In the records that follow, how many lines contain the word "turquoise"? Give only that figure.

▶ _Data extracts_
────────────────

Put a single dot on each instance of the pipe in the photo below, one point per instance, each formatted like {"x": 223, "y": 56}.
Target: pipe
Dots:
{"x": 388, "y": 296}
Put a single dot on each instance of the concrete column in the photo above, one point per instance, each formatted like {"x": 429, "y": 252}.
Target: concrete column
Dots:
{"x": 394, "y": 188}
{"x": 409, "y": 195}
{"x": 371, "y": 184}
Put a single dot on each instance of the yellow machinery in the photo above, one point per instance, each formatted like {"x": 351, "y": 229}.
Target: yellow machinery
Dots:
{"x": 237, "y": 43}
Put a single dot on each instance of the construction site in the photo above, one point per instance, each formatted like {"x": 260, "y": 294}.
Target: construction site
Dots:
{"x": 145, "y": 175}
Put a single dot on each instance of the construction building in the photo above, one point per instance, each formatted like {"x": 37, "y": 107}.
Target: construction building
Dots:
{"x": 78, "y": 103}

────────────────

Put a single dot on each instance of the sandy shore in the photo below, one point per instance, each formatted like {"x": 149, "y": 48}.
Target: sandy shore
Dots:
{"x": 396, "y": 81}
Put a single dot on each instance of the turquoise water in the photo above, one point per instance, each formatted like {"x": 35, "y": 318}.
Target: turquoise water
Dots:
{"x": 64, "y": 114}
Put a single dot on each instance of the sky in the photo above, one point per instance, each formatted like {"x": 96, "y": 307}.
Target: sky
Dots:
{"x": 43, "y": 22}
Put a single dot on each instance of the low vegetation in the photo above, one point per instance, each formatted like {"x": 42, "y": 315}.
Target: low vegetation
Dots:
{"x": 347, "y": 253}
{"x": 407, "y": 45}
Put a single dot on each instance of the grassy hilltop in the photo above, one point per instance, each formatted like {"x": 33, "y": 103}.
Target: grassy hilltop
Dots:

────────────────

▶ _Answer box_
2